### Required work
Copy out the entries below with every "I would be grateful" swapped for "I would appreciate it", changing nothing else.

### Data rows

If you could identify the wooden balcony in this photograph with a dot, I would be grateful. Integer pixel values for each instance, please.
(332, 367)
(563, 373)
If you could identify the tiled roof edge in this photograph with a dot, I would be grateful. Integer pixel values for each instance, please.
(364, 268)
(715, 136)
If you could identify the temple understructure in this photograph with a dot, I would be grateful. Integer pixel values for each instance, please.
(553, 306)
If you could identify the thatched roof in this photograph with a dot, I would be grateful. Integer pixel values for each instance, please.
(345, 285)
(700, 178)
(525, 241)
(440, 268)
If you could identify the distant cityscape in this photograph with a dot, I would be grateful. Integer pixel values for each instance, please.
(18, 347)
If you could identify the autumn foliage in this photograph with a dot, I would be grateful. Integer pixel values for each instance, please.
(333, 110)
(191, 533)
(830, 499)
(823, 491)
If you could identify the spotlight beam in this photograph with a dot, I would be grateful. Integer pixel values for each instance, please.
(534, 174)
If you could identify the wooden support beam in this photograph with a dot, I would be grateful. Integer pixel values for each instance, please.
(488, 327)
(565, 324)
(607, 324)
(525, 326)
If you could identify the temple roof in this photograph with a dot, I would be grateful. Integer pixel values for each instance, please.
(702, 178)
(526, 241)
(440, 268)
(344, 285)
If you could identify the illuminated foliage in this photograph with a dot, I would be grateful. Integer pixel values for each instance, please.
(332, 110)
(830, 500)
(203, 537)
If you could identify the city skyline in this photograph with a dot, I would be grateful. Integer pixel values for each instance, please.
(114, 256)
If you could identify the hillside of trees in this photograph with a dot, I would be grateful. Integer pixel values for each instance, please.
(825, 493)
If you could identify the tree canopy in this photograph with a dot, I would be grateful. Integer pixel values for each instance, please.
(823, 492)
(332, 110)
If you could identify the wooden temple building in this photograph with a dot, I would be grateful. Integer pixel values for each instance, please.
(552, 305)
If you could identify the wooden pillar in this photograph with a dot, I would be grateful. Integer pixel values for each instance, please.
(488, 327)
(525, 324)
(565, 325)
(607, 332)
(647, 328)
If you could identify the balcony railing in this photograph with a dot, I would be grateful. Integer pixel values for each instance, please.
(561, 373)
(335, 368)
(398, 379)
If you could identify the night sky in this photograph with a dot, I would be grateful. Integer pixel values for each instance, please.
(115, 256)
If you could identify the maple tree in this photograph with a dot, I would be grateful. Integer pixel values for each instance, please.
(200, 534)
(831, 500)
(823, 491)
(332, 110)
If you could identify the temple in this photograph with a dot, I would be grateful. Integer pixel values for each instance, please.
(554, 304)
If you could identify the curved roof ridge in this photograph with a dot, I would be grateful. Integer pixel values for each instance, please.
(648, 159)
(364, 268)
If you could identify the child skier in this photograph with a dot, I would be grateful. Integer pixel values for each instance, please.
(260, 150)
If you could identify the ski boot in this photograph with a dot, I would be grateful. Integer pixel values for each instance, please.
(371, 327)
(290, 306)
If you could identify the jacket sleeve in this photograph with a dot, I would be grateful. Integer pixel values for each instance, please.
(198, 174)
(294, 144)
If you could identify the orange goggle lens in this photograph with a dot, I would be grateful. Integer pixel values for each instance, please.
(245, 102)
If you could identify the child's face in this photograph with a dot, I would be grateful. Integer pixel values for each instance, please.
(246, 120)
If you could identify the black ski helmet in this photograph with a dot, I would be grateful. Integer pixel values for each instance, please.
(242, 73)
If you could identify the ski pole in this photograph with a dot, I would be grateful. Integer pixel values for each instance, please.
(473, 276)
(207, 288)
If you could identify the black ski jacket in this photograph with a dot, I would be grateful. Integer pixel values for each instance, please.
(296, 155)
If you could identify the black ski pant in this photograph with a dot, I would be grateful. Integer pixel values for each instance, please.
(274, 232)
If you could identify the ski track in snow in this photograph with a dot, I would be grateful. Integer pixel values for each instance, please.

### Answer below
If you could identify the wooden balcony in this photograph with a dot, I would appreciate it. Integer pixel values for each instance, please.
(332, 367)
(563, 373)
If you could identify the tiled roof edge in this photograph with a dot, I would appreciate it. Integer pixel values for each instance, please.
(364, 268)
(715, 136)
If you could identify the temple understructure in this photograph with a dot, I would appreciate it. Integer pixel values for each instance, please.
(553, 306)
If you could identify the thatched roof in this photograph with a dot, I would appreciate it. Integer pixel values for each instance, please.
(345, 285)
(700, 178)
(525, 241)
(440, 268)
If you could identify the distant cityscape in this photograph with a dot, I would appreciate it. Integer pixel values for each instance, please.
(18, 347)
If you could identify the autumn foliage in this photograph with a dot, I would appreciate it. Integer pixel values for each instance, please.
(333, 110)
(191, 533)
(830, 499)
(823, 491)
If you could identify the spotlight beam in this photograph with a dot, I would appreciate it. Integer pixel values for each instance, please.
(534, 174)
If you could identify the wooden support beam in this photograph with a dot, I would appreciate it. Integer pixel values for each instance, please.
(488, 327)
(565, 324)
(607, 324)
(525, 326)
If you could identify the temple roof in this photograph with a dot, I would appreciate it. Integer pixel values for each instance, please.
(702, 178)
(526, 241)
(440, 268)
(344, 285)
If you could identify the illuminated foliage in this photograph with a dot, I would appreciate it. Integer pixel values for each instance, please.
(332, 110)
(830, 500)
(203, 537)
If you could identify the city skyline in this photograph with a dot, I would appreciate it. Integer pixel values for each instance, please.
(114, 256)
If you could identify the hillside of trees in this photograph with a dot, I would appreciate it. Integer pixel values for each instance, please.
(825, 493)
If you could identify the tree canopy in this photograph with a dot, I would appreciate it. Integer pixel values for each instance, please.
(823, 492)
(332, 110)
If you could identify the wooden temple building in this photograph with a dot, I would appreciate it. Integer pixel values for each instance, please.
(552, 305)
If you could identify the wooden pillar in this photograph with a dot, I would appreciate it. Integer pixel values for each instance, please.
(488, 327)
(525, 324)
(565, 325)
(607, 332)
(647, 328)
If you could identify the balcony railing in this photograph with a dot, I would appreciate it. Integer pixel values for each instance, please.
(561, 373)
(335, 368)
(398, 379)
If you could identify the night sky in this photograph with a dot, I would appreciate it. Integer pixel values for each instance, please.
(115, 256)
If you could identify the maple tree in this photograph with a dot, I would appreciate it. Integer pixel values for each instance, please.
(200, 534)
(831, 500)
(823, 491)
(332, 110)
If you could identify the temple in this photograph with a dot, I would appreciate it. Integer pixel values for each instance, please.
(554, 304)
If you could identify the curved roof ridge in this photograph with a dot, I would appreciate it. Integer pixel values for each instance, please.
(648, 159)
(364, 268)
If you could identify the child skier in this photograph with a dot, I would appreciate it. Integer pixel values for each instance, please.
(260, 150)
If you could identify the ski boot in this photograph with a dot, I would appreciate it. Integer pixel values for each instance, please.
(371, 327)
(290, 306)
If you could identify the jacket sleeve in this photograph with a dot, I would appreciate it. Integer pixel values for each instance, please.
(198, 174)
(294, 144)
If you could identify the orange goggle lens in this photograph with a dot, I would appreciate it. Integer pixel values for each instance, please.
(245, 102)
If you could identify the child's face in this photograph with a dot, I would appreciate it. Integer pixel values for each instance, please.
(246, 120)
If you could identify the black ski helmet in this photograph with a dot, I would appreciate it. Integer pixel values for each instance, please.
(242, 73)
If you could identify the ski pole in this photograph with a dot, I would appreciate it. Integer pixel values for each instance, please.
(473, 276)
(207, 288)
If you could identify the black ski jacket in this photograph with a dot, I would appreciate it. Integer pixel values for each instance, please.
(296, 155)
If you could identify the black ski pant in this photograph with a dot, I would appreciate it. Integer pixel values for each instance, please.
(274, 232)
If you could identify the ski track in snow in this photograph with a dot, I would appreciate it. Integer pixel values for each instance, please.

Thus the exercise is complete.